#### Task goal
Reproduce exactly the lines from the line containing "Teacher note: have the class pick out the cobblestone street" through the end of the records below, including both ends, and nothing else.

#### Task data
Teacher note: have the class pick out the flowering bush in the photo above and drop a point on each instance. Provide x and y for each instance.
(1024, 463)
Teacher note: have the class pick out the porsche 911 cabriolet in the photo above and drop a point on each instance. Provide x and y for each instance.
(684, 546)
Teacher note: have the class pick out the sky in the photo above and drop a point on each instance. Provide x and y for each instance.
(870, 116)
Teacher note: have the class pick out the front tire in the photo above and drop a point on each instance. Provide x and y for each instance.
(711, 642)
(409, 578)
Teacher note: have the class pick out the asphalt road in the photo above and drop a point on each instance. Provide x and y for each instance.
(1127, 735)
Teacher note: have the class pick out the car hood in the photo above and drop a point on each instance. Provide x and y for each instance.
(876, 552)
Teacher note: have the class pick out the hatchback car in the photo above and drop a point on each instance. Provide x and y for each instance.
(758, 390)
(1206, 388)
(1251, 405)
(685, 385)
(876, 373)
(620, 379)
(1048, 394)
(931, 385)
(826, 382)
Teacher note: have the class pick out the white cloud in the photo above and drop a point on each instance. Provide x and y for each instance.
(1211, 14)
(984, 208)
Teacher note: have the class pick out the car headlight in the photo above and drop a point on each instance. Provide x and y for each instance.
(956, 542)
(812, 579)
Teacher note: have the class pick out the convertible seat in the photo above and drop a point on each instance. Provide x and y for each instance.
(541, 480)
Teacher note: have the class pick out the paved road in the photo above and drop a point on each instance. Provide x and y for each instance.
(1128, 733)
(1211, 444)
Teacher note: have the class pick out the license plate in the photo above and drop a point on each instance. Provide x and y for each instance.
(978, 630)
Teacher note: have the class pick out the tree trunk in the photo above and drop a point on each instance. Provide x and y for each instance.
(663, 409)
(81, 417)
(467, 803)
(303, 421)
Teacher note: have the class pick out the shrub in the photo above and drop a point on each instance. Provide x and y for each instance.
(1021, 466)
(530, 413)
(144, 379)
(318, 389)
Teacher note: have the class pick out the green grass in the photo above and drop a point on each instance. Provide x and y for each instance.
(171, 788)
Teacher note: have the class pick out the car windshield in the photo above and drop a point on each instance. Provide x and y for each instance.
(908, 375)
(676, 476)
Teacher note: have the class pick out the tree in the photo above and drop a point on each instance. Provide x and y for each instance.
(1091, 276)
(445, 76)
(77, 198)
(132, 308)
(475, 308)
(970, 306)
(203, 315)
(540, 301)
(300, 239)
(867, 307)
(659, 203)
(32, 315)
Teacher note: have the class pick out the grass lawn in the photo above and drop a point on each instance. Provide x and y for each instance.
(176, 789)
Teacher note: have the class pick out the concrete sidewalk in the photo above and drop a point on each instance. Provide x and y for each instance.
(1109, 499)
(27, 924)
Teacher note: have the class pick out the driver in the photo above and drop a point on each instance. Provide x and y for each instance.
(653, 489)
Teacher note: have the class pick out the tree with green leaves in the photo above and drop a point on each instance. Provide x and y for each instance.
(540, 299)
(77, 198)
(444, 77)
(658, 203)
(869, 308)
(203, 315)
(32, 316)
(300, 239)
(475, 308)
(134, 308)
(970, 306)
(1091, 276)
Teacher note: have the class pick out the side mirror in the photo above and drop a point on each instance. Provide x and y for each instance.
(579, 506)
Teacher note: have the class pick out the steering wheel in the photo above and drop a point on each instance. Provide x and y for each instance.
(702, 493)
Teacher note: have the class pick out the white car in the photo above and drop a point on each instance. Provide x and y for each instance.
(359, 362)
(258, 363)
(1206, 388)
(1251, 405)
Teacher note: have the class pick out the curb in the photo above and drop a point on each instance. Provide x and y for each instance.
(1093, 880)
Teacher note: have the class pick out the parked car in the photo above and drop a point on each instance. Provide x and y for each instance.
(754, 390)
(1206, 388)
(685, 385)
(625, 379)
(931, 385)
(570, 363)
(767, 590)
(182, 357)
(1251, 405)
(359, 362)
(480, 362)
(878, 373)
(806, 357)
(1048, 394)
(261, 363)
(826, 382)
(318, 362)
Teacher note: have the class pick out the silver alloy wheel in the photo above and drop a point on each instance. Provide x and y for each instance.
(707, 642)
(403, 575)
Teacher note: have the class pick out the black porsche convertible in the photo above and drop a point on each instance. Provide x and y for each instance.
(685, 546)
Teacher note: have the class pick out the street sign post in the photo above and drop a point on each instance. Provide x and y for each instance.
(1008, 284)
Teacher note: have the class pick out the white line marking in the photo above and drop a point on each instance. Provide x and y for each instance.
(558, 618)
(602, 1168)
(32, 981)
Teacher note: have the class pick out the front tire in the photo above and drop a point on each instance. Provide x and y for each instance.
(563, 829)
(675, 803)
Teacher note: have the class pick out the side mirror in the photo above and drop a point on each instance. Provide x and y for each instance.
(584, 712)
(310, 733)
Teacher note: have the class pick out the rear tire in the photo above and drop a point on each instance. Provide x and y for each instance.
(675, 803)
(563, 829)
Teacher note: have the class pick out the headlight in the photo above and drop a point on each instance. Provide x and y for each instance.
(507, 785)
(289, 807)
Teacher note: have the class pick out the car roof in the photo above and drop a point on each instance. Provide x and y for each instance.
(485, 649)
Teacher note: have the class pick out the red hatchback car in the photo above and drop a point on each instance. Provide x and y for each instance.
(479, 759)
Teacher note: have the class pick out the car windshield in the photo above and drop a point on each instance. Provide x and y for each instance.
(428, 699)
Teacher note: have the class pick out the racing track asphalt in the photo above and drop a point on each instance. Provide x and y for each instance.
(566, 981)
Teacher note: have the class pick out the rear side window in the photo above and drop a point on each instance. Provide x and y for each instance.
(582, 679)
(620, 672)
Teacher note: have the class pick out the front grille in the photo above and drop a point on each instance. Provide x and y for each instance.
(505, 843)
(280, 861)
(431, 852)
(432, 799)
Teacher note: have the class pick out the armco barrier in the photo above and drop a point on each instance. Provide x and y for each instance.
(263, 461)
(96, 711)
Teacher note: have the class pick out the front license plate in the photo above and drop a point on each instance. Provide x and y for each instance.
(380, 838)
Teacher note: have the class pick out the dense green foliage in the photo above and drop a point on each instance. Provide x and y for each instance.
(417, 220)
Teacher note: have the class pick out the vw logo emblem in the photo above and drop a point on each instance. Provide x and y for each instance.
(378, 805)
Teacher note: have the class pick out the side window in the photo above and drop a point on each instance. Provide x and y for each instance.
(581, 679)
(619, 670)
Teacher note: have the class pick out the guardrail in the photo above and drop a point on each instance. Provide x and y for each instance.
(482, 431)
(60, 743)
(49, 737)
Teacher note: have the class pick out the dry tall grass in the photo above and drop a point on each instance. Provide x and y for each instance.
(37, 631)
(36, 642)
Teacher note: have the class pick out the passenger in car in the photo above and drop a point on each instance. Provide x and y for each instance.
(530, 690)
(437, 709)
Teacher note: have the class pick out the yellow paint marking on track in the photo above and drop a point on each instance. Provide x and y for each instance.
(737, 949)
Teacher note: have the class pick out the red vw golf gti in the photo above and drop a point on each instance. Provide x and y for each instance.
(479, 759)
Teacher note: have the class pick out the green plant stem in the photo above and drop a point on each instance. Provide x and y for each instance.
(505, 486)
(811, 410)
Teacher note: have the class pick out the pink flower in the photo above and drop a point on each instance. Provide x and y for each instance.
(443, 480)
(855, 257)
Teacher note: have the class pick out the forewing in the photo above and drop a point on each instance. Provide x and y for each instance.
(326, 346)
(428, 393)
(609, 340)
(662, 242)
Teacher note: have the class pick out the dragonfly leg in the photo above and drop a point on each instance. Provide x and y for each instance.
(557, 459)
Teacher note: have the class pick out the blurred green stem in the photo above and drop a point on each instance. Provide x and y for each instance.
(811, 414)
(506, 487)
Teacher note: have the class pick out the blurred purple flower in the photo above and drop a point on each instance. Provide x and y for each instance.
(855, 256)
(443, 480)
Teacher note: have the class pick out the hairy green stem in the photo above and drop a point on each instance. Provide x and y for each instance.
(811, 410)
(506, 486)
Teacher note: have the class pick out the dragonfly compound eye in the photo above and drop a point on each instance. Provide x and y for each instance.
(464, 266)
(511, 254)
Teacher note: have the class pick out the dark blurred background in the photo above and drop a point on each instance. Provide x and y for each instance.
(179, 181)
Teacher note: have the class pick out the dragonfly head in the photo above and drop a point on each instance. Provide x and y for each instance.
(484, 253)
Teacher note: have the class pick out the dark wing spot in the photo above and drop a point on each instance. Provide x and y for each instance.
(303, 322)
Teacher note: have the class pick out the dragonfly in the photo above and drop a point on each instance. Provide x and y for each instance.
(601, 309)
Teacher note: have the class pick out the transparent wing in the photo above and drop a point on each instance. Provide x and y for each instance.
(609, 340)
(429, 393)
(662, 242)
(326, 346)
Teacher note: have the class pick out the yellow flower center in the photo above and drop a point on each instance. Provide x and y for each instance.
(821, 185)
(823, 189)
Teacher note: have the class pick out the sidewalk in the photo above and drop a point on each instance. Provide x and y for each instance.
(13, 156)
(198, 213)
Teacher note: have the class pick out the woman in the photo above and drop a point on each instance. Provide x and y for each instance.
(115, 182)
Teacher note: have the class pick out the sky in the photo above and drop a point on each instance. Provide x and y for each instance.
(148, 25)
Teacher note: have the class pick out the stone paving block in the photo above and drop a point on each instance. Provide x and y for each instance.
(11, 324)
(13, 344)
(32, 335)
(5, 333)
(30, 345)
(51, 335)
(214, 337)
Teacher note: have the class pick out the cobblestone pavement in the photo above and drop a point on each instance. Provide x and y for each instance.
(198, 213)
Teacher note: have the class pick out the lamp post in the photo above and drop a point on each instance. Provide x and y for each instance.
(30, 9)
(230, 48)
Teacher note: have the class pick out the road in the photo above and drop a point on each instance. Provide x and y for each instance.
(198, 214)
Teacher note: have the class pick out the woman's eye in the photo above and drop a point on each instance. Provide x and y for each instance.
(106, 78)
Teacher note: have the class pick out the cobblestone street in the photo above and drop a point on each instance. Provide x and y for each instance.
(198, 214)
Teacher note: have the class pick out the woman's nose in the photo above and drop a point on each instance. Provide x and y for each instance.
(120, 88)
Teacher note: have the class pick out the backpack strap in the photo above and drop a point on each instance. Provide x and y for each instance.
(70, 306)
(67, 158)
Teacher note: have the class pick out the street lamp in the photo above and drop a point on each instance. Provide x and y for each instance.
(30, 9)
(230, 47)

#### Solved problem
Teacher note: have the class pick out the cobblestone street in the photo above and drop a point on each instance. Provide x and y for each instance.
(198, 214)
Teacher note: have the class pick out the woman's nose in the photo above and drop a point on each instance. Provide x and y for each instance.
(120, 88)
Teacher note: have the class pick out the backpack strap in the photo above and drop a point on each instance. Provide x and y for each instance.
(70, 306)
(67, 158)
Teacher note: have the class pick out the street lamp in the photo above and drop a point on each instance. Provide x and y for each instance.
(30, 9)
(230, 47)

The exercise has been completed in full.